**GIVEN TASK:** Rewrite all of the records below, switching every "one marker per instance" to "one marker per object" and leaving everything else unchanged.
* start SOURCE RECORDS *
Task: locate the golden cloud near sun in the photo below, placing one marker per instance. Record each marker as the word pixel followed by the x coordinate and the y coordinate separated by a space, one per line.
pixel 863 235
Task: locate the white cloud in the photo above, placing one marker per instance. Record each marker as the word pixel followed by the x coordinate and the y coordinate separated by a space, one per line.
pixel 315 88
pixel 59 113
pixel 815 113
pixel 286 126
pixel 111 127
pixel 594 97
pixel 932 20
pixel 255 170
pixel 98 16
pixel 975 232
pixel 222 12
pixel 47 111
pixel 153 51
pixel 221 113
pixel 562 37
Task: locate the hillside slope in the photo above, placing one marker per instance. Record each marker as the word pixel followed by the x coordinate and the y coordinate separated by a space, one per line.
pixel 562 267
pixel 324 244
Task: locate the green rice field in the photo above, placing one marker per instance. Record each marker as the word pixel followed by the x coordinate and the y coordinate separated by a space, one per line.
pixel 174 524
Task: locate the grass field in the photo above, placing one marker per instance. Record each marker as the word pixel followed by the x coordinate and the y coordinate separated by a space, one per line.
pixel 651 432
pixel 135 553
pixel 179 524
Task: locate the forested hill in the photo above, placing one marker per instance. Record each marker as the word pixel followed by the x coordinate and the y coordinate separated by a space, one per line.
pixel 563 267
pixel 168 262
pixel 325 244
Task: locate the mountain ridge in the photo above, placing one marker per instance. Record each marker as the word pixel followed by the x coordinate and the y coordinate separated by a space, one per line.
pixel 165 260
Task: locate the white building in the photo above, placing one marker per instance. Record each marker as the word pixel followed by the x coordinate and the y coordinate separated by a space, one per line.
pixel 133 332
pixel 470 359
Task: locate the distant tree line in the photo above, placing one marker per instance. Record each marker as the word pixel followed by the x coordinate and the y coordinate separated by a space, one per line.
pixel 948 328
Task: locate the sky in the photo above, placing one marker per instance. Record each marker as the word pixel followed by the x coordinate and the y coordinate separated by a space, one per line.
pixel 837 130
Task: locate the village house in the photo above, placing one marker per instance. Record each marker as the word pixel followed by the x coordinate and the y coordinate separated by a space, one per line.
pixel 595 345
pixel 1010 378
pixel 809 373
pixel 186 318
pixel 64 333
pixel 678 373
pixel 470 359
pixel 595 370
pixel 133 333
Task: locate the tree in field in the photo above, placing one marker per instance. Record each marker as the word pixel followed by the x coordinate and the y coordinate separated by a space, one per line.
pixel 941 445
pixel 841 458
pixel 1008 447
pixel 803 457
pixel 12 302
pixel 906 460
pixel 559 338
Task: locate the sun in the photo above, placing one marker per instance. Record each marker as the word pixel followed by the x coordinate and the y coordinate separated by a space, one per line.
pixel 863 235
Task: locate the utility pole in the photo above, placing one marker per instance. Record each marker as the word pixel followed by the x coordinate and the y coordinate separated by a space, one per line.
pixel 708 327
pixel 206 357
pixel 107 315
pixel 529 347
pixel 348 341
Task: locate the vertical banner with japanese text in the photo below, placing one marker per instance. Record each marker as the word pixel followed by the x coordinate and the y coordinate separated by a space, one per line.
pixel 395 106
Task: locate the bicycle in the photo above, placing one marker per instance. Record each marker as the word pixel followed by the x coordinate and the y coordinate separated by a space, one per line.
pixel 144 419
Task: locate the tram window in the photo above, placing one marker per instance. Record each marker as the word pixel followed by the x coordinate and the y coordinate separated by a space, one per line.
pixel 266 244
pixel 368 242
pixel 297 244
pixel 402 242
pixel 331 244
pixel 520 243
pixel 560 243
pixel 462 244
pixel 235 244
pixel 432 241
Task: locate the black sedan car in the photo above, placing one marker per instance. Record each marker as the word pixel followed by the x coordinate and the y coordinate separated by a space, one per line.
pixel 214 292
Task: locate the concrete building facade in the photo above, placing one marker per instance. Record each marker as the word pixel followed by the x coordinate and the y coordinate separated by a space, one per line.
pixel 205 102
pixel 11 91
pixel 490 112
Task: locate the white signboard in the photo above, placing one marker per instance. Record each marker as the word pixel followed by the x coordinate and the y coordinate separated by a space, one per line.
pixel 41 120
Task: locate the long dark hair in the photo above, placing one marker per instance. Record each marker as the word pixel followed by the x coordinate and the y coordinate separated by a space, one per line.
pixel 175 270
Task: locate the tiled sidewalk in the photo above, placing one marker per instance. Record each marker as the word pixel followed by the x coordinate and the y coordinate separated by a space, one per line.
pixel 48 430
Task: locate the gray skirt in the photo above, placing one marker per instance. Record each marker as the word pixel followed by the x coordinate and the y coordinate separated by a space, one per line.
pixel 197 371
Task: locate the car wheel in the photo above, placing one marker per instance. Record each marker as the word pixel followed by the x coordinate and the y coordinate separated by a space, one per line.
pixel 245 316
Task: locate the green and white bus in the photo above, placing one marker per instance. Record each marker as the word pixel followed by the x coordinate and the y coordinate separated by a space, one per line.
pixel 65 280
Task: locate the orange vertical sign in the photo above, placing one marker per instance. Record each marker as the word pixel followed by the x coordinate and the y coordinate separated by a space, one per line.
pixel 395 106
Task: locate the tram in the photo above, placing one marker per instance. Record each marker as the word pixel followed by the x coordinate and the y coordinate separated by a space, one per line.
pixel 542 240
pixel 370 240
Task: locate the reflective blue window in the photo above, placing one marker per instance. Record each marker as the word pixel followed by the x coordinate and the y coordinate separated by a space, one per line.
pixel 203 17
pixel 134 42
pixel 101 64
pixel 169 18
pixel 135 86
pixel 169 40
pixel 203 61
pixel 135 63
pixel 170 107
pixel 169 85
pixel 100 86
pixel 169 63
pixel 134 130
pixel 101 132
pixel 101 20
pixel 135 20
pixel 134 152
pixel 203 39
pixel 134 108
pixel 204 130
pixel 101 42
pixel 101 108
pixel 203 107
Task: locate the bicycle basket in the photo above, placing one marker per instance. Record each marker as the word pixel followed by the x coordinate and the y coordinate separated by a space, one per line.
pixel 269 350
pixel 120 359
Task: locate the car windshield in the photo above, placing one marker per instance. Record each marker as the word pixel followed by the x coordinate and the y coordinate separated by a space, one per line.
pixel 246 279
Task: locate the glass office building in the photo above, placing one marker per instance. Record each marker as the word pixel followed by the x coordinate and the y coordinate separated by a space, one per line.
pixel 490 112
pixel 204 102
* end SOURCE RECORDS *
**TASK OUTPUT:**
Task: locate the golden cloud near sun in the photo below, placing one marker per object. Record each marker as the word pixel followed by the x coordinate and the y coordinate separated by a space, one per line.
pixel 863 235
Task: locate the white cloud in the photo above, placing one marker per object. Record each marker as the word pixel followed by the x coordinate and the y coordinate separated by a space, one per line.
pixel 315 88
pixel 59 113
pixel 815 113
pixel 286 126
pixel 111 127
pixel 594 97
pixel 932 20
pixel 255 170
pixel 98 16
pixel 975 232
pixel 222 12
pixel 47 111
pixel 153 51
pixel 221 113
pixel 562 37
Task: locate the hillside slope in the photo above, placing one marker per object. Record each marker as the word pixel followed by the x coordinate and the y coordinate separated by a space, one per line.
pixel 562 267
pixel 324 244
Task: locate the green rice field in the photo above, placing one marker per object. Record each marker as the word pixel followed by the x coordinate and the y coordinate separated by a space, one per line.
pixel 174 524
Task: locate the grass field in the photo above, placing one marker per object. Record each marker as the word pixel followed by the x coordinate and the y coordinate separated by a space, one per line.
pixel 651 432
pixel 135 553
pixel 179 524
Task: locate the forested hill in the photo above, placing one marker per object. Record each marker as the word pixel followed by the x coordinate and the y coordinate separated by a space, one per line.
pixel 563 267
pixel 168 262
pixel 325 244
Task: locate the mountain ridge in the photo above, placing one marker per object. Record each marker as the word pixel followed by the x coordinate and the y coordinate separated by a space, one per line.
pixel 165 260
Task: locate the white building in the photo above, placing one marker per object. Record each marker as the word pixel followed by the x coordinate and the y coordinate separated by a space, one per line.
pixel 133 332
pixel 470 359
Task: locate the distant tree line in the photo above, placing one marker per object. Record each marker as the word pixel followed by the x coordinate and the y coordinate separated by a space, one per line.
pixel 948 328
Task: locate the sky in the photo above, placing one marker per object. Record each marker as the word pixel followed by the x coordinate and the y coordinate separated by a space, one per line.
pixel 837 130
Task: locate the village house in the photo above, placing one marker per object. Record each marker as the word pixel followed by the x coordinate and the y coordinate separated by a space, one per line.
pixel 595 345
pixel 1010 378
pixel 809 373
pixel 186 318
pixel 64 333
pixel 678 373
pixel 470 359
pixel 595 370
pixel 133 333
Task: locate the tree in field in the photo above, placing one marker per object. Record each marker as the word pixel followed by the x coordinate and the y coordinate separated by a space, one per line.
pixel 941 445
pixel 841 458
pixel 1008 447
pixel 803 457
pixel 12 302
pixel 906 460
pixel 559 338
Task: locate the sun in the photo above, placing one marker per object. Record each marker as the word pixel followed by the x coordinate and the y coordinate separated by a space, one per line.
pixel 863 235
Task: locate the utility pole in the photo above, placing one marker per object. Record each marker as the word pixel followed by the x coordinate and the y coordinate separated by a space, one per line.
pixel 708 327
pixel 206 357
pixel 107 315
pixel 529 347
pixel 348 341
Task: locate the vertical banner with japanese text in the photo below, placing one marker per object. Record each marker as the word pixel followed by the x coordinate and the y coordinate separated by a space, one per line.
pixel 395 106
Task: locate the bicycle in the photo above, placing one marker per object. Record each marker as the word pixel followed by the x coordinate and the y coordinate separated by a space, one per line.
pixel 144 419
Task: locate the tram window in the photo above, placing one marker per object. Record each marker as the word pixel followed by the x coordinate and the y coordinate separated by a space, one per line.
pixel 266 244
pixel 368 242
pixel 297 244
pixel 402 242
pixel 331 244
pixel 520 243
pixel 560 243
pixel 462 244
pixel 235 244
pixel 432 241
Task: locate the black sedan car in the photo above, placing one marker per object. Record each marker as the word pixel followed by the x coordinate and the y coordinate separated by a space, one per line.
pixel 214 292
Task: locate the concrete building facade in the photo above, placing one marker per object. Record each marker as the word pixel followed by the x coordinate and the y coordinate separated by a space, one per line.
pixel 205 102
pixel 11 91
pixel 490 112
Task: locate the white signboard in the photo above, placing one marker per object. Record each marker as the word pixel followed by the x coordinate and the y coordinate separated by a space, one per line.
pixel 41 120
Task: locate the long dark hair in the photo above, placing one marker per object. Record each marker as the word pixel followed by the x coordinate and the y coordinate separated by a space, one per line.
pixel 175 270
Task: locate the tiled sidewalk in the photo above, placing one marker per object. Record each marker as the word pixel followed by the x coordinate and the y coordinate separated by a space, one per line.
pixel 48 430
Task: locate the gray skirt in the photo above, placing one marker per object. Record each marker as the word pixel followed by the x coordinate and the y coordinate separated by a space, one per line.
pixel 197 371
Task: locate the car wheel in the photo above, placing one marker per object. Record each marker as the word pixel followed by the x coordinate and the y coordinate separated by a space, one per line.
pixel 245 316
Task: locate the green and white bus in the photo above, placing one marker per object. Record each marker as the word pixel followed by the x coordinate and the y coordinate separated by a space, one per line.
pixel 65 280
Task: locate the orange vertical sign in the photo above, placing one marker per object. Record each marker as the word pixel followed by the x coordinate and the y coordinate separated by a space, one per line.
pixel 395 106
Task: locate the tram in the photo above, placing one marker per object. Record each marker as the word pixel followed by the x coordinate and the y coordinate separated by a space, one per line.
pixel 542 240
pixel 370 240
Task: locate the reflective blue window in the photo above, placing one marker per object. Record each marker as the word pixel followed by the x coordinate and the y coordinate separated by a space, one per line.
pixel 203 17
pixel 134 42
pixel 101 64
pixel 169 18
pixel 135 86
pixel 169 40
pixel 203 61
pixel 135 63
pixel 170 107
pixel 169 85
pixel 100 86
pixel 169 63
pixel 134 130
pixel 101 132
pixel 101 20
pixel 135 20
pixel 134 152
pixel 203 39
pixel 134 108
pixel 204 130
pixel 101 42
pixel 101 108
pixel 203 107
Task: locate the bicycle basket in the photo above, placing one marker per object. Record each marker as the word pixel followed by the x coordinate and the y coordinate separated by a space, one per line.
pixel 269 350
pixel 120 359
Task: locate the car windshield in the photo above, placing one marker per object. Record each marker as the word pixel followed by the x coordinate and the y coordinate separated by a space, one per line.
pixel 246 279
Task: locate the glass office building in the photo above, placing one marker per object. Record each marker as the word pixel followed by the x coordinate and the y coordinate separated by a space, one per line.
pixel 490 112
pixel 204 102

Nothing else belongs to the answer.